▸ Aim:
Copy out the listing below line for line, without changing any wording, and leave out the pictures.
··· Dataset rows ···
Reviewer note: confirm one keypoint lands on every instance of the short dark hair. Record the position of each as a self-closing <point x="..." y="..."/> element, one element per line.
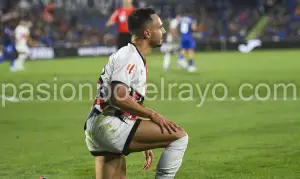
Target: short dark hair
<point x="138" y="18"/>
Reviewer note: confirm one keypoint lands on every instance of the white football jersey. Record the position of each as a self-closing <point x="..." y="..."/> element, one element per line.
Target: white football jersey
<point x="126" y="67"/>
<point x="21" y="34"/>
<point x="173" y="25"/>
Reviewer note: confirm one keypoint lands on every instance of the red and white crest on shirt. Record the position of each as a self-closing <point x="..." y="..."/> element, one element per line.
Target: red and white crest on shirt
<point x="130" y="67"/>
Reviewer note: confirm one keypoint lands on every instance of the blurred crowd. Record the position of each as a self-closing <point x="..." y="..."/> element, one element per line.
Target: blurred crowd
<point x="68" y="23"/>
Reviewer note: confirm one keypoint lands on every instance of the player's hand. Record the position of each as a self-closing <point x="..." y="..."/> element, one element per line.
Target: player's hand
···
▸ Final answer:
Reviewer note: confirm one keypoint lands on every instance of the short dark hair. Record the position of each as a self-closing <point x="..." y="..."/> element, one element per line.
Target: short dark hair
<point x="138" y="18"/>
Reviewer note: confirm one keypoint lands on every instance of the white football jersey. Record the position of each as a self-closing <point x="..." y="..."/> element, one element per line.
Target: white football jersey
<point x="126" y="67"/>
<point x="21" y="34"/>
<point x="173" y="25"/>
Reviewer note: confirm one keypoint lands on every instance of the red and white crest on shirt. Record the position of each as a self-closing <point x="..." y="..."/> element, one element per line.
Target: red and white crest on shirt
<point x="130" y="67"/>
Reviewer note: confirm one keypoint lands on every instance of the blurred crowd. Record the position of each as a self-closing <point x="..." y="..."/> element, one element per line.
Target: blurred crowd
<point x="68" y="23"/>
Reviewer note: confirm one keypoint lands on every instance of the player's hand. Record the position of each as a self-closing <point x="..." y="..."/> element, one element per line.
Target: player's hand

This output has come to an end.